# start of Selected passage
Tuesday, 18 October 2016

Syria and Russia win in Aleppo

U.S. pleads with Russia for ‘mercy’, gives up on Aleppo and admits Syrians will win
Alexander Mercouris


17 October, 2016

Press conferences by John Kerry and Boris Johnson following Western foreign ministers' meeting in London confirms military options to save Jihadi fighters have been abandoned and that the Western powers have accepted that the Syrian government with Russian support will recapture eastern Aleppo.

As might be expected, the West’s public acceptance of defeat in Aleppo came quietly, but it has now come.

The events of the last few week can be summed up quickly.

Following the US climbdown in the first week of October after the Russian warning of Russia’s readiness to shoot down US aircraft carrying out bombing strikes against Syrian bases, a final attempt was made to scare and embarrass the Russians into getting the Syrians to call the Aleppo offensive off.

This centred on a failed and actually farcical attempt to isolate and embarrass the Russians at the UN Security Council (discussed in detail here), combined with empty threats to bring war crimes prosecutions against the Russians, and more empty threats of further sanctions against individual Russian officials (additional sectoral sanctions are out of the question).
# end of Selected passage
Written instruction =
Please rewrite the part of the Aleppo article that begins with "17 October, 2016" and ends with "Aleppo offensive off.", putting "Geneva" in place of "London".
# start of Provided information
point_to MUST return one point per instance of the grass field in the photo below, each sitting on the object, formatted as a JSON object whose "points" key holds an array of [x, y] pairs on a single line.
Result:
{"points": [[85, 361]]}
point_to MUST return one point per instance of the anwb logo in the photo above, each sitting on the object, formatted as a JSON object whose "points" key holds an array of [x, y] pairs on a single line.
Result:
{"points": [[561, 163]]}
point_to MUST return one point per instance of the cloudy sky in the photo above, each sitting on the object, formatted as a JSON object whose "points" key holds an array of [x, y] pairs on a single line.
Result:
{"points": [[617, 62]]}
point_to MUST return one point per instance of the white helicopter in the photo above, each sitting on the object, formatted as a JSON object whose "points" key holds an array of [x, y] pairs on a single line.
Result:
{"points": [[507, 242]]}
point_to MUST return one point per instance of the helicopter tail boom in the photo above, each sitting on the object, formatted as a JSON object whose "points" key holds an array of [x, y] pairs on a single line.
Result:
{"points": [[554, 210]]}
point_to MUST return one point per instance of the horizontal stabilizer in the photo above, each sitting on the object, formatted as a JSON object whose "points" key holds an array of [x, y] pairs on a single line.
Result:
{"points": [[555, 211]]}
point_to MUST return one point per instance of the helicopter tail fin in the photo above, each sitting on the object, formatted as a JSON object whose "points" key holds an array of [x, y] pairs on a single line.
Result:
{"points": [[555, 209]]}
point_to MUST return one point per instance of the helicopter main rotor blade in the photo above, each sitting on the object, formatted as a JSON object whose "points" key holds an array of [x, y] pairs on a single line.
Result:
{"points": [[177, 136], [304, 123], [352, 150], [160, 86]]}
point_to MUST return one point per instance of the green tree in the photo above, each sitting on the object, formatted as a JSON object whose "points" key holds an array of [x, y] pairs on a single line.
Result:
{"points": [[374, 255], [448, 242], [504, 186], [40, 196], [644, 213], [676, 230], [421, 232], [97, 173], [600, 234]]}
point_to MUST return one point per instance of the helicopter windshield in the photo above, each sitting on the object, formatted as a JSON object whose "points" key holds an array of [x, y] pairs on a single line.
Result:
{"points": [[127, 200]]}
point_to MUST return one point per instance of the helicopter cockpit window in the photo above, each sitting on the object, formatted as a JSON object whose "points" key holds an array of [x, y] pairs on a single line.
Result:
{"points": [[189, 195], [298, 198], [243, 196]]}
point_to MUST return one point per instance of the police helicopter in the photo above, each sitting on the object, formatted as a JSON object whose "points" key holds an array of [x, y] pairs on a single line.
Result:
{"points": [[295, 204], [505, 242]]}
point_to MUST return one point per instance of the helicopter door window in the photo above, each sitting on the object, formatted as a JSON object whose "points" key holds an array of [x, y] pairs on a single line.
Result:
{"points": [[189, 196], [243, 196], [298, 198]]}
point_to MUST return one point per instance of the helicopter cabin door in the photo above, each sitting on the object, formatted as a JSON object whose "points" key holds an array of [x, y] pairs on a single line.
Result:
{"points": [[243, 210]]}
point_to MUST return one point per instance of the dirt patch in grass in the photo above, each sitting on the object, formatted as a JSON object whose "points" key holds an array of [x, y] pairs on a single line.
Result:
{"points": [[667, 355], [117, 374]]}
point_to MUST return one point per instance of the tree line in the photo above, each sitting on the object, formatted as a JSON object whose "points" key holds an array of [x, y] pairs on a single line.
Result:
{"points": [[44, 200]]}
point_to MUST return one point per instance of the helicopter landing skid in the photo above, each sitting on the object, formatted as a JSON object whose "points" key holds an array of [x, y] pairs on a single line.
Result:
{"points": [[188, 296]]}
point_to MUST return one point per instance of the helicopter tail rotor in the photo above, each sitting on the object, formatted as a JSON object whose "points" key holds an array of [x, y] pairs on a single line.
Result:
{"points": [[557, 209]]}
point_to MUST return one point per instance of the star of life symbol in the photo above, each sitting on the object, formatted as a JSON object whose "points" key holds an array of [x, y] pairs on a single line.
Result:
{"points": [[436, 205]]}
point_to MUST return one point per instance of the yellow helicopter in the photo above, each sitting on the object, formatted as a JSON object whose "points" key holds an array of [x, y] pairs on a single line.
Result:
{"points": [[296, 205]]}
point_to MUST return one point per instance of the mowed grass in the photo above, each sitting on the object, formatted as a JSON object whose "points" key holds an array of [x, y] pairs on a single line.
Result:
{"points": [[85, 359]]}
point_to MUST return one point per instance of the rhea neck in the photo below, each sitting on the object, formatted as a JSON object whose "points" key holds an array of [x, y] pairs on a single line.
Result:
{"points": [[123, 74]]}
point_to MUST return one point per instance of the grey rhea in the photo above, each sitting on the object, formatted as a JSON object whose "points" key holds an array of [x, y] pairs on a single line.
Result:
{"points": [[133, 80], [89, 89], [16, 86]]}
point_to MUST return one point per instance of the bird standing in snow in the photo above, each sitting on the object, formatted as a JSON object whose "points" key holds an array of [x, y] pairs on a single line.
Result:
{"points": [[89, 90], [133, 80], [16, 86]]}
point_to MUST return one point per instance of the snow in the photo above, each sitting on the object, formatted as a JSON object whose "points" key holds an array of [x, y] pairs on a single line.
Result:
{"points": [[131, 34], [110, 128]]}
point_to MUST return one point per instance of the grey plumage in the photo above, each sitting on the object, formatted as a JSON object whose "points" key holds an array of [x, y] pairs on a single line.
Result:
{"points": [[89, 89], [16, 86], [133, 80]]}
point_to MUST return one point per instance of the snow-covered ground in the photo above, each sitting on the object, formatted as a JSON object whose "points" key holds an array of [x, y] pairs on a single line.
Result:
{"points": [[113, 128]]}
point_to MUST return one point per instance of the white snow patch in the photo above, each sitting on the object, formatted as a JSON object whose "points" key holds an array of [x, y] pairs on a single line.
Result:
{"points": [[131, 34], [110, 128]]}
# end of Provided information
Solution to this task =
17 October, 2016

Press conferences by John Kerry and Boris Johnson following Western foreign ministers' meeting in Geneva confirms military options to save Jihadi fighters have been abandoned and that the Western powers have accepted that the Syrian government with Russian support will recapture eastern Aleppo.

As might be expected, the West’s public acceptance of defeat in Aleppo came quietly, but it has now come.

The events of the last few week can be summed up quickly.

Following the US climbdown in the first week of October after the Russian warning of Russia’s readiness to shoot down US aircraft carrying out bombing strikes against Syrian bases, a final attempt was made to scare and embarrass the Russians into getting the Syrians to call the Aleppo offensive off.